EXERCISE:
Copy out the listing verbatim from its first line through the line that contains "[289,246,345,278]", including both ends.

'''

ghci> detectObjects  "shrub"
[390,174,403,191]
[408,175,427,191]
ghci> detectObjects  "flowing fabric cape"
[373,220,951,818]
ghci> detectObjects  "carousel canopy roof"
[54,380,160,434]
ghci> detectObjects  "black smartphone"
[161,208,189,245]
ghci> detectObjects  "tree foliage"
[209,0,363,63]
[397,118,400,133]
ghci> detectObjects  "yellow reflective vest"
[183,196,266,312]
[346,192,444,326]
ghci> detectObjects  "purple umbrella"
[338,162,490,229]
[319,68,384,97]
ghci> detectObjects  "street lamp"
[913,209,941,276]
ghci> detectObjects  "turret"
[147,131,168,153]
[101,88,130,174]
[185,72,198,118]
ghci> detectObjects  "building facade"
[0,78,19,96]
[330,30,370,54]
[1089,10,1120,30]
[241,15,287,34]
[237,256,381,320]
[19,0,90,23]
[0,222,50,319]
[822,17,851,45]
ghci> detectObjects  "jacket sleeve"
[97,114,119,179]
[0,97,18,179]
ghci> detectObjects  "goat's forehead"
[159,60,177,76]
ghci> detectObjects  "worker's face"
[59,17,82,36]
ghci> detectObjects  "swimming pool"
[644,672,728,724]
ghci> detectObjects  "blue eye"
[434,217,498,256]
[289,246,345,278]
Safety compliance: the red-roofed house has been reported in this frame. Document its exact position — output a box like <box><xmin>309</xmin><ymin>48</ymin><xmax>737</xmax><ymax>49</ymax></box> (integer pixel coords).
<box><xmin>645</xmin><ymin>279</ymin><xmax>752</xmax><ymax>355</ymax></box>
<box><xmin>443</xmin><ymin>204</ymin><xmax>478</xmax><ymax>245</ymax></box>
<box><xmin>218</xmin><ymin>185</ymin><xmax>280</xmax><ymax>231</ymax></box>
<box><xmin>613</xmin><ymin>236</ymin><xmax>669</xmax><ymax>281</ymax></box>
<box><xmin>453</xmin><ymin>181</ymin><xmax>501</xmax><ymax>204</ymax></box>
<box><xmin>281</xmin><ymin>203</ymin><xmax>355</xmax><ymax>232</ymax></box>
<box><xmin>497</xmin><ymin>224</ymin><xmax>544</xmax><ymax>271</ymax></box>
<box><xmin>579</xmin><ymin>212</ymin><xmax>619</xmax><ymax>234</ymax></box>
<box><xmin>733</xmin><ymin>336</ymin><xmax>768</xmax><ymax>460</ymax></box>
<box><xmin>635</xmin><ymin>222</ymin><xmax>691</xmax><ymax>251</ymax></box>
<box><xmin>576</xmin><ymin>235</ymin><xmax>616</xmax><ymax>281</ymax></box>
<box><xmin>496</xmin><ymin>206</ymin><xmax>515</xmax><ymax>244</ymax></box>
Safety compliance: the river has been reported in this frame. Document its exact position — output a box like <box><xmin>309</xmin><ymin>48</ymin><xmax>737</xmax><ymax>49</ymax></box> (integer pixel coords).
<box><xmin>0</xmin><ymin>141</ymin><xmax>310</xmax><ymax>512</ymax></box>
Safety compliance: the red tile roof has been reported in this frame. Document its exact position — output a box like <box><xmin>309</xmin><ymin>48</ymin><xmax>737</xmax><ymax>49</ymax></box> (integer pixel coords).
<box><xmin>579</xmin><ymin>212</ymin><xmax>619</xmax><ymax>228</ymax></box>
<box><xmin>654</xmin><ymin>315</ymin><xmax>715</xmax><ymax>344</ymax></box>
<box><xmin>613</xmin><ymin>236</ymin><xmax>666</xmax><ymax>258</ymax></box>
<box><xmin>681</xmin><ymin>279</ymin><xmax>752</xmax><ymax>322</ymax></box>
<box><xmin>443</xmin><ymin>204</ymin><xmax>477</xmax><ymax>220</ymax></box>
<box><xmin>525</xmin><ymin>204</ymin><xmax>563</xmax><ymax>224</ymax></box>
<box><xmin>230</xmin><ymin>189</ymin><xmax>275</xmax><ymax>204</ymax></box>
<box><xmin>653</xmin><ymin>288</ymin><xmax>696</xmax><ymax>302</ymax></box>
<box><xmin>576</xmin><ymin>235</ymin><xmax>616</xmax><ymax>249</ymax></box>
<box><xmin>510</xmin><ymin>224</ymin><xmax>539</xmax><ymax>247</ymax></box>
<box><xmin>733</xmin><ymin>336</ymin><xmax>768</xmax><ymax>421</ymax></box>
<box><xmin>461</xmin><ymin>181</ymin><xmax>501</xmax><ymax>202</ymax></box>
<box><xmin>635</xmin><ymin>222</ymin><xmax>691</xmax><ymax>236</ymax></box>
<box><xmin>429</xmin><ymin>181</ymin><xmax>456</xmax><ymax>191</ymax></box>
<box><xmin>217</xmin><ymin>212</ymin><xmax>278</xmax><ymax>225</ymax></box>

'''

OUTPUT FOR THIS EXERCISE:
ghci> detectObjects  "shrub"
[390,174,403,191]
[408,175,427,191]
ghci> detectObjects  "flowing fabric cape"
[373,220,951,818]
ghci> detectObjects  "carousel canopy roof"
[54,380,160,434]
ghci> detectObjects  "black smartphone"
[161,208,189,245]
ghci> detectObjects  "tree foliage"
[209,0,363,63]
[397,118,400,133]
ghci> detectObjects  "yellow reflective vest"
[183,196,266,312]
[346,192,444,326]
ghci> detectObjects  "purple umbrella"
[338,162,490,229]
[319,68,384,97]
ghci> detectObjects  "street lamp"
[913,209,941,276]
ghci> detectObjects  "turret"
[147,131,168,153]
[101,88,130,174]
[185,72,198,118]
ghci> detectObjects  "building facade"
[0,78,19,96]
[330,30,370,54]
[1089,10,1120,30]
[241,15,287,34]
[237,256,381,320]
[19,0,90,23]
[0,222,50,319]
[822,17,851,45]
ghci> detectObjects  "jacket sleeve"
[97,114,119,179]
[0,97,18,179]
ghci> detectObjects  "goat's forehead"
[159,60,177,76]
ghci> detectObjects  "worker's face"
[59,17,82,36]
ghci> detectObjects  "swimming pool"
[644,672,728,724]
ghci> detectObjects  "blue eye"
[434,217,498,256]
[289,246,345,278]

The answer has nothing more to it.